(What to do): When copying the records below, keep every word as it is and drop the images.

---------- Data records ----------

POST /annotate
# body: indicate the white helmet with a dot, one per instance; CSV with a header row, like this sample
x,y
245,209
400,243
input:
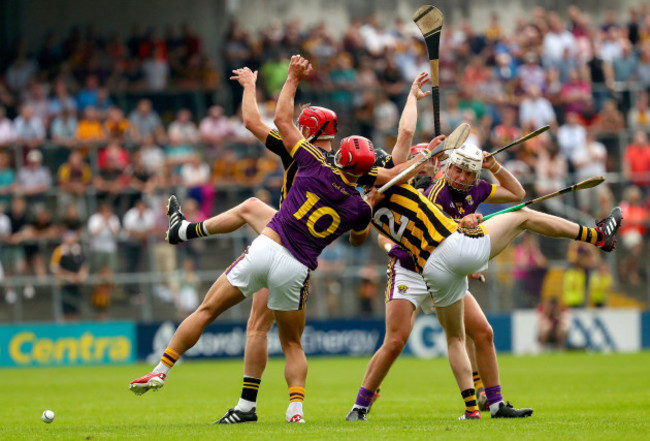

----------

(Response):
POST /annotate
# body: indicate the white helmet with a dot, one per instance; CSV with a header row, like this sample
x,y
245,209
400,243
input:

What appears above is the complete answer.